*** Given data Section Begins ***

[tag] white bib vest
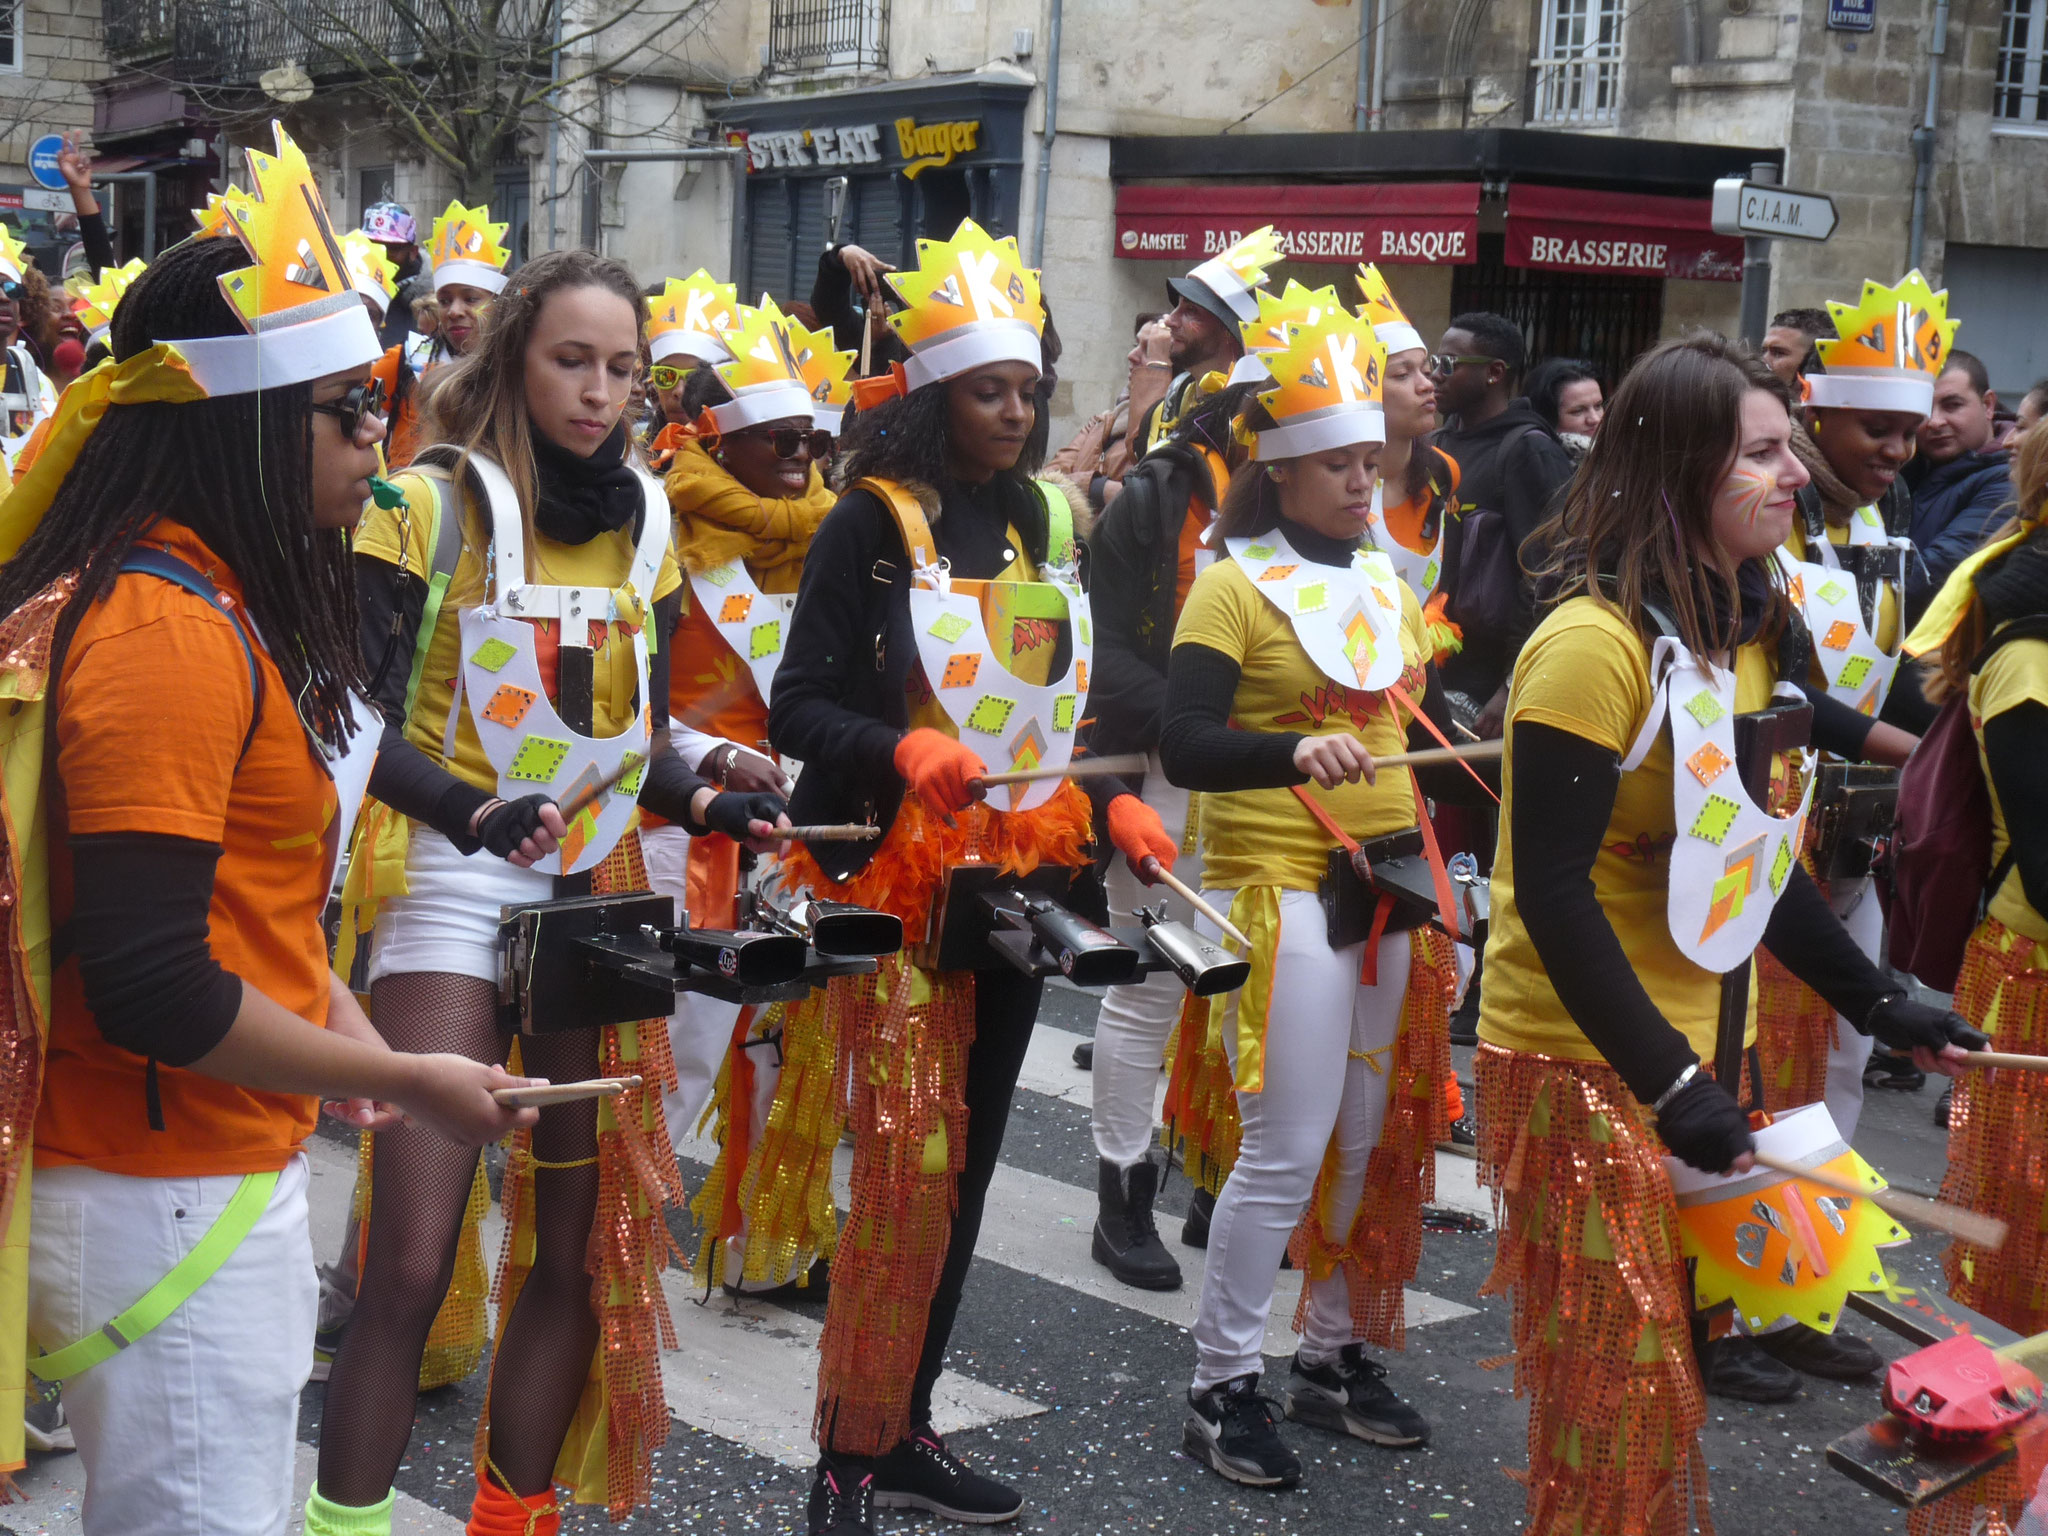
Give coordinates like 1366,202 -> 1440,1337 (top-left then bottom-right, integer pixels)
453,454 -> 669,877
688,558 -> 795,707
1775,505 -> 1910,717
1620,638 -> 1816,973
0,343 -> 55,470
1363,481 -> 1444,609
1227,529 -> 1409,694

*** Given data Section Ends ***

- Exercise brief -
Reproduce the material above verbatim; omit every picture.

- Response -
[tag] white bib vest
Give coordinates like 1366,202 -> 1440,1337 (top-left then bottom-right, integer pixels)
453,454 -> 669,877
688,558 -> 795,707
1775,505 -> 1910,717
1620,638 -> 1816,973
0,343 -> 55,470
1363,481 -> 1444,609
1227,529 -> 1409,694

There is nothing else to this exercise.